[Ziel]
In welchen Paragraphen des ABGB stehen laut dem Auszug zum Vorkaufsrecht die gesetzlichen Regelungen dazu?

[Auszug]
☆ ☆ ☆ ☆
Ganz allgemein ist das Vorkaufsrecht ein Gestaltungsrecht, das dem Berechtigten die Option bietet, eine Sache bevorzugt zu erwerben. Beabsichtigt der Verpflichtete, die Sache zu verkaufen, muss er dem Berechtigten das Vorkaufsrecht anbieten. Die gesetzlichen Regelungen zum Vorkaufsrecht finden sich in den §§ 1072–1079 ABGB.
Gegenstand eines Vorkaufsrechts kann jede Sache im Sinne des § 285 ABGB sein.
Grundsätzlich gibt es drei Möglichkeiten der Einräumung eines Vorkaufsrechts:
- durch vertragliche Einräumung: etwa durch einen Kaufvertrag oder eine gesonderte Vereinbarung;
- durch letztwillige Verfügung: Testament oder sonstige letztwillige Verfügung;
- durch das Gesetz: wenn dieses ausdrücklich angeordnet wird.
☆ ☆ ☆ ☆
[Vorliegende Daten]
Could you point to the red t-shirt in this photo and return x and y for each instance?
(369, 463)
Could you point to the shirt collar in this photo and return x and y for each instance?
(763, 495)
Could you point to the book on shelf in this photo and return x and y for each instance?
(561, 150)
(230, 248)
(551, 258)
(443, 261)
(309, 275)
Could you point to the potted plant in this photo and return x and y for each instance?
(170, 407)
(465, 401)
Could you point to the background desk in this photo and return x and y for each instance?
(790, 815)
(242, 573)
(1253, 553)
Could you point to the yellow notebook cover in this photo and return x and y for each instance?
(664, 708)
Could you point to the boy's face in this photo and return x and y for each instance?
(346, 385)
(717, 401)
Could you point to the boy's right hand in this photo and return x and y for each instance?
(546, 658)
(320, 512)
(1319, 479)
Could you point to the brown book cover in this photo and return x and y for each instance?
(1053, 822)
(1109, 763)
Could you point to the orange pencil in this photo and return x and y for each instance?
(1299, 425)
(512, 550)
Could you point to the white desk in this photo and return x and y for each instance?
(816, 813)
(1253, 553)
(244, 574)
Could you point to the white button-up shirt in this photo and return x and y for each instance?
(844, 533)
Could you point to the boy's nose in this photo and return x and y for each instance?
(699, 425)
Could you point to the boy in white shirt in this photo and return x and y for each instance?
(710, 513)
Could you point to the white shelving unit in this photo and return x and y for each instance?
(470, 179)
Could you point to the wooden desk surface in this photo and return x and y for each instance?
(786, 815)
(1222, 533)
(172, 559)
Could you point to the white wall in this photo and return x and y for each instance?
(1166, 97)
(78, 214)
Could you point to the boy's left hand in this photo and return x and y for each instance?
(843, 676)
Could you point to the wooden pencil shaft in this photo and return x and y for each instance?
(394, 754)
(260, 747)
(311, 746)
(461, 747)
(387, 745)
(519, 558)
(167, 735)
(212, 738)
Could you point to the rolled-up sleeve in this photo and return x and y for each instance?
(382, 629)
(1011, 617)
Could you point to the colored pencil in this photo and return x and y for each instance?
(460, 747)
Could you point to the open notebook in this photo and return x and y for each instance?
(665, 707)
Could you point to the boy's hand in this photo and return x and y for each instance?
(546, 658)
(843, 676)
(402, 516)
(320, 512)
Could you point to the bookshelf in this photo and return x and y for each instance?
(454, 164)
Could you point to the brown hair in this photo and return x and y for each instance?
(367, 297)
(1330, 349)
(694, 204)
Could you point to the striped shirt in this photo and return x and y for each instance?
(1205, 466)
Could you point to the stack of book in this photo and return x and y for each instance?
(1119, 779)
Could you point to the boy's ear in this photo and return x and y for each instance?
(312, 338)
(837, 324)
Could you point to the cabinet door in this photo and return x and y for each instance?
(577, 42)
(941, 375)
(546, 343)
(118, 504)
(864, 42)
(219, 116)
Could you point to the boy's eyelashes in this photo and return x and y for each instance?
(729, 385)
☆ ☆ ☆ ☆
[Lösung]
In den §§ 1072–1079 ABGB.